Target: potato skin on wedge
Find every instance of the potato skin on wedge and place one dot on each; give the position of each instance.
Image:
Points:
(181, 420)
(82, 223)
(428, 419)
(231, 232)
+ + + +
Filter the data above down to lines with the word "wedge", and copy them.

> [Task result]
Target: potato skin on wedge
Find every instance of the potato skin on wedge and place one dot on each; give the position of each instance.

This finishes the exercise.